- _Seitentext_:
——————

Eine Demonstration von »Keine Show für Täter« protestiert gegen den Auftritt von Profiboxer Tom Schwarz

  • Laura Meng
  • Lesedauer: 4 Min.

Rund 200 Menschen stehen am Samstagnachmittag auf dem Boxhagener Platz in Berlin-Friedrichshain. Sie tragen rote Fahnen oder Schilder mit Aufschriften wie »Frauenschläger raus aus Berlin«. »Alerta, Alerta, Antisexista« hallt es in der Dämmerung über den Platz. Am internationalen Tag zur Beseitigung der Gewalt gegen Frauen prangern sie einen Mann an, der trotz glaubwürdiger Gewaltvorwürfe in Berlin auftreten darf: Der Profiboxer Tom Schwarz. Denn obwohl Schwarz seine Ex-Verlobte schwer verletzte, steht er am Samstagabend bei der Veranstaltung »The Show must go on« mit anderen Boxstars im Ring.

Die feministischen Gruppen »Keine Show für Täter Berlin« und »Frauenkampftag SFO« aus Magdeburg haben zu der Demonstration aufgerufen. Sie protestieren regelmäßig gegen öffentliche Auftritte von Männern, gegen die Vorwürfe schwerer frauenfeindlicher Gewalt vorliegen. So fanden in den vergangenen Jahren Kundgebungen gegen den Comedian Luke Mockridge oder den »Rammstein«-Sänger Till Lindemann statt.

——————

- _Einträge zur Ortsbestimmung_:
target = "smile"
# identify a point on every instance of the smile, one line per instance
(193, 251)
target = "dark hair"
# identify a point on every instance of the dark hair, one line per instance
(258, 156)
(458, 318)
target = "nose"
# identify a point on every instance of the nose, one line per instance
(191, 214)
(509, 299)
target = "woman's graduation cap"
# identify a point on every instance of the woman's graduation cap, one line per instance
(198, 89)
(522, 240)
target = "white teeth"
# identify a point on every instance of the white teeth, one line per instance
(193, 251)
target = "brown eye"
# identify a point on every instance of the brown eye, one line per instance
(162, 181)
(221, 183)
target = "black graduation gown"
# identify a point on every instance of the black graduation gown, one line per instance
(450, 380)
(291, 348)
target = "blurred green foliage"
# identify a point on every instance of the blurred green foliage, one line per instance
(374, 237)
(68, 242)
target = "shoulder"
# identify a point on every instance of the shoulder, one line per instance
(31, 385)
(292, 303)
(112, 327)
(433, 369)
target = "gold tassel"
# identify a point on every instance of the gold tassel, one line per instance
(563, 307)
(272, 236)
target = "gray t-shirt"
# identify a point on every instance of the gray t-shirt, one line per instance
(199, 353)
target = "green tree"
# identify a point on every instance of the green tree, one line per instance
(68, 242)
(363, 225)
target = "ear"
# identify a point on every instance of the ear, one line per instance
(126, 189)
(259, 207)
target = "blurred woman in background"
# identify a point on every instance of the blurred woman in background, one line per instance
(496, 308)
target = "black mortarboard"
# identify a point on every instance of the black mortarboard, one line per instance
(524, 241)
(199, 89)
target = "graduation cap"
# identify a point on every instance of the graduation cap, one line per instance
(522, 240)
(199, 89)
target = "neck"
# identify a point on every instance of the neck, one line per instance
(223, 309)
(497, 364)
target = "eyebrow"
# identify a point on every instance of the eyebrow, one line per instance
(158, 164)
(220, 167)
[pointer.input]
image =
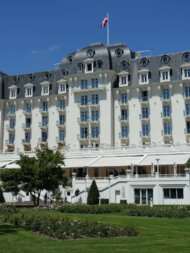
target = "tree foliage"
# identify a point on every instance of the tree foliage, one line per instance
(42, 172)
(93, 194)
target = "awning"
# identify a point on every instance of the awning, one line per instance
(116, 161)
(168, 159)
(79, 162)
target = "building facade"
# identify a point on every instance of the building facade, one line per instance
(105, 98)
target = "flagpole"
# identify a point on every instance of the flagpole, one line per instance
(108, 39)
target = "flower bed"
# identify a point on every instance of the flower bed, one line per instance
(57, 226)
(159, 212)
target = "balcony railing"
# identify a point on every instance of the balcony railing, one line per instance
(89, 88)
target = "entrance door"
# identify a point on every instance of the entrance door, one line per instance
(117, 196)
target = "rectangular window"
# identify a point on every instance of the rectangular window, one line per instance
(124, 98)
(166, 94)
(12, 109)
(84, 100)
(145, 129)
(45, 89)
(95, 132)
(145, 112)
(144, 95)
(187, 91)
(94, 83)
(84, 132)
(95, 99)
(44, 136)
(61, 135)
(187, 109)
(27, 137)
(84, 85)
(123, 80)
(124, 114)
(95, 115)
(173, 193)
(144, 78)
(62, 104)
(167, 128)
(84, 116)
(28, 108)
(28, 122)
(62, 119)
(45, 106)
(186, 73)
(11, 138)
(44, 121)
(165, 75)
(124, 131)
(12, 124)
(166, 111)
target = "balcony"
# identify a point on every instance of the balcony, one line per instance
(9, 143)
(144, 99)
(60, 108)
(89, 89)
(60, 140)
(10, 128)
(43, 125)
(10, 113)
(42, 141)
(83, 121)
(166, 115)
(123, 136)
(60, 124)
(26, 126)
(144, 117)
(43, 110)
(26, 142)
(123, 118)
(27, 111)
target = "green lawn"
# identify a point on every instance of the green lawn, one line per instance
(155, 236)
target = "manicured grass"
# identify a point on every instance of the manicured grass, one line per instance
(156, 235)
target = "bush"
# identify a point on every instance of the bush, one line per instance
(2, 200)
(93, 194)
(104, 201)
(123, 201)
(91, 209)
(60, 227)
(164, 212)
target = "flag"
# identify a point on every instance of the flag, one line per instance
(105, 21)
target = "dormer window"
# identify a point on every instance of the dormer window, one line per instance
(123, 79)
(28, 90)
(164, 74)
(89, 66)
(12, 92)
(185, 71)
(45, 88)
(62, 86)
(143, 76)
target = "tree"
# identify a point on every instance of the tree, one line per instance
(2, 200)
(93, 194)
(42, 172)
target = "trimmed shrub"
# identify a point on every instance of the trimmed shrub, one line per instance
(57, 226)
(104, 201)
(2, 200)
(93, 194)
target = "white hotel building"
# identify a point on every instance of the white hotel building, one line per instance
(118, 117)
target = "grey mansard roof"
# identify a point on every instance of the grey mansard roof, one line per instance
(112, 58)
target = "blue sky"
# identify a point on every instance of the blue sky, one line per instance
(36, 34)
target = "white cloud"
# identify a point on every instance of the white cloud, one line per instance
(53, 48)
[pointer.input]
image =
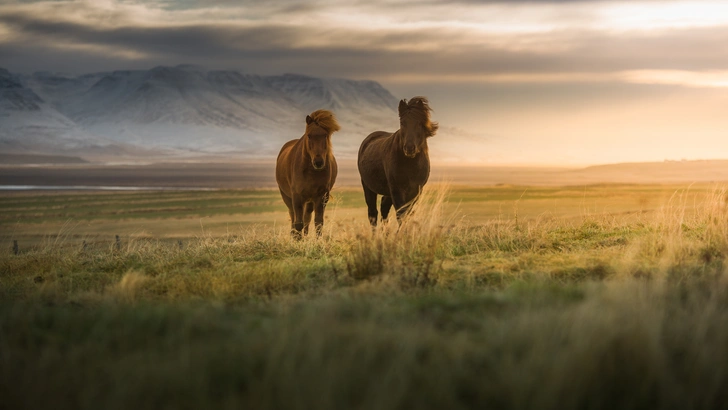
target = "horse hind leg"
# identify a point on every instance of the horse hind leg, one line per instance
(371, 199)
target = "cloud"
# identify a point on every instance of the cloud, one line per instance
(510, 42)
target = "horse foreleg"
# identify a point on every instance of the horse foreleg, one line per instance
(307, 211)
(403, 201)
(385, 207)
(371, 199)
(297, 218)
(319, 217)
(289, 204)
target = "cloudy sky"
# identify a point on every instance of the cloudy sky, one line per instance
(543, 82)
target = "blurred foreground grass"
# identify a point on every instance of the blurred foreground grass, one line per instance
(600, 297)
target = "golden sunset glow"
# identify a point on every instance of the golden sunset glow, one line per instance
(535, 82)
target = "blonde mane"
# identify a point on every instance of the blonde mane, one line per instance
(324, 119)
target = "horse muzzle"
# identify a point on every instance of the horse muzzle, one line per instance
(410, 151)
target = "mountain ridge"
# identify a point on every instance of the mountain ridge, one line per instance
(181, 110)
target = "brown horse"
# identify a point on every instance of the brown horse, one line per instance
(396, 165)
(306, 171)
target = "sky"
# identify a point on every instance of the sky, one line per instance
(513, 82)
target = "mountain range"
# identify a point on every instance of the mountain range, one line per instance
(181, 111)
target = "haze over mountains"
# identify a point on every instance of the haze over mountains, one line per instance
(181, 111)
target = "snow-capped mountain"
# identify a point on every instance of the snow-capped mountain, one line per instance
(185, 109)
(29, 124)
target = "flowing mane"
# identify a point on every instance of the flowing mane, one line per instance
(324, 119)
(418, 108)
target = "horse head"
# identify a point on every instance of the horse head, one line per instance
(319, 127)
(415, 125)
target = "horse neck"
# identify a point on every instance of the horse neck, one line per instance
(304, 147)
(398, 146)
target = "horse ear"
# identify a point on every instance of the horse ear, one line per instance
(402, 107)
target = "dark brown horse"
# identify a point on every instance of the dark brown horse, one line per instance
(306, 171)
(397, 165)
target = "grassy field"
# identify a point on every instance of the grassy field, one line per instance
(605, 296)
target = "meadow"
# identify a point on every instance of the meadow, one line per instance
(598, 296)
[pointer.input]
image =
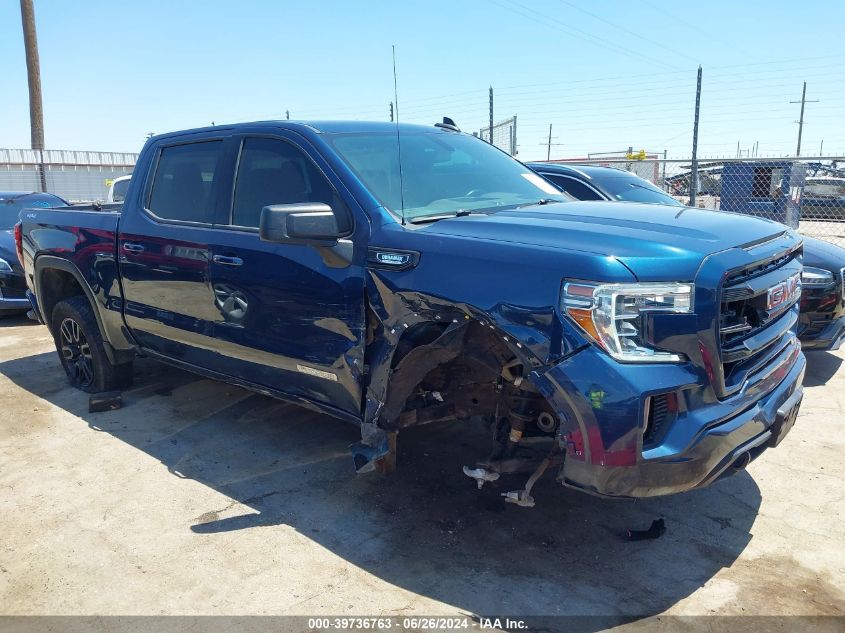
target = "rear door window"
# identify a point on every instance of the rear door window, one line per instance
(272, 171)
(184, 180)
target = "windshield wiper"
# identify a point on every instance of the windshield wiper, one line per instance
(539, 203)
(461, 213)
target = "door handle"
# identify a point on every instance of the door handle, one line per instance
(226, 260)
(131, 247)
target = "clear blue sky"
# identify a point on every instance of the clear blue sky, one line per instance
(607, 75)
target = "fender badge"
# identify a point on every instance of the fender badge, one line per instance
(389, 259)
(394, 259)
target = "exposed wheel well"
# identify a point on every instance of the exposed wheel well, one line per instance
(56, 285)
(446, 372)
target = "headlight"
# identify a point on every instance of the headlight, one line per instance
(816, 276)
(613, 315)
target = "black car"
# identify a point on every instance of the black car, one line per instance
(821, 323)
(12, 285)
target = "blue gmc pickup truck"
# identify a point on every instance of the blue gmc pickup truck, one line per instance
(394, 276)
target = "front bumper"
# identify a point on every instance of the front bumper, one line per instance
(603, 407)
(829, 338)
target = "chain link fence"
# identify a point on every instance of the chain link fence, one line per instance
(76, 176)
(504, 135)
(806, 193)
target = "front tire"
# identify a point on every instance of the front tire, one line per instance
(81, 349)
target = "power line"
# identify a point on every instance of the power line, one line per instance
(545, 20)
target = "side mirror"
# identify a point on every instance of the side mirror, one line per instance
(303, 223)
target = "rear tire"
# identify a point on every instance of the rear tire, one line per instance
(81, 349)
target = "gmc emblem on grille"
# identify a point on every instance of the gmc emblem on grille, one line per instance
(785, 292)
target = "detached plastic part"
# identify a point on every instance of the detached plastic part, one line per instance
(658, 527)
(480, 475)
(520, 498)
(106, 401)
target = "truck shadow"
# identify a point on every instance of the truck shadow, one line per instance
(425, 528)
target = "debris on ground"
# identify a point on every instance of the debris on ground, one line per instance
(107, 401)
(658, 527)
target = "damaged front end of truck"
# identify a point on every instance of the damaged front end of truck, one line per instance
(716, 382)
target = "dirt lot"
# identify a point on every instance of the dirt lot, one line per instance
(200, 498)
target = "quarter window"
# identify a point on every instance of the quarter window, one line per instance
(272, 171)
(576, 189)
(183, 182)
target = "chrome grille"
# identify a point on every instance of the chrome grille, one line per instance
(753, 329)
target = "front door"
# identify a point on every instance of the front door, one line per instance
(291, 315)
(163, 251)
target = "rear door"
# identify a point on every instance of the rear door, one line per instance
(163, 249)
(291, 315)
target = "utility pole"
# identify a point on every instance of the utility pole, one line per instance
(33, 76)
(694, 172)
(801, 119)
(491, 115)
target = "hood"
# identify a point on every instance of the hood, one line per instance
(654, 241)
(823, 254)
(7, 250)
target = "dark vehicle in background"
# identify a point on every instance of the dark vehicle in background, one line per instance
(12, 285)
(823, 198)
(821, 323)
(299, 260)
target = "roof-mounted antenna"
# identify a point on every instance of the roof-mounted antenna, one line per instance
(398, 143)
(448, 124)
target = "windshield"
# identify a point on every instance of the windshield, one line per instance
(629, 188)
(10, 208)
(442, 173)
(119, 190)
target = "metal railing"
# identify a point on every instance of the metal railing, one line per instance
(76, 176)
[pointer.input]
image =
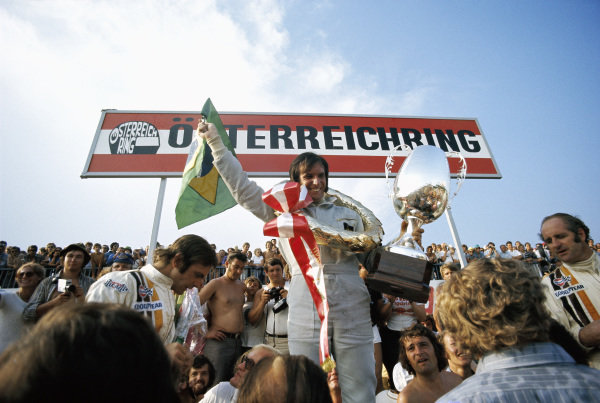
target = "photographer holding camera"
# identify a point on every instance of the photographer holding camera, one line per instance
(69, 284)
(271, 303)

——————

- _Kurzaufgabe_:
Gib den Abschnitt des Textes zur Demonstration wortgetreu wieder, von „Eine Demonstration von“ bis einschließlich „Boxstars im Ring.“. Stütze dich ausschließlich auf den Text zur Demonstration.

- _Lösung der Aufgabe_:
Eine Demonstration von »Keine Show für Täter« protestiert gegen den Auftritt von Profiboxer Tom Schwarz

  • Laura Meng
  • Lesedauer: 4 Min.

Rund 200 Menschen stehen am Samstagnachmittag auf dem Boxhagener Platz in Berlin-Friedrichshain. Sie tragen rote Fahnen oder Schilder mit Aufschriften wie »Frauenschläger raus aus Berlin«. »Alerta, Alerta, Antisexista« hallt es in der Dämmerung über den Platz. Am internationalen Tag zur Beseitigung der Gewalt gegen Frauen prangern sie einen Mann an, der trotz glaubwürdiger Gewaltvorwürfe in Berlin auftreten darf: Der Profiboxer Tom Schwarz. Denn obwohl Schwarz seine Ex-Verlobte schwer verletzte, steht er am Samstagabend bei der Veranstaltung »The Show must go on« mit anderen Boxstars im Ring.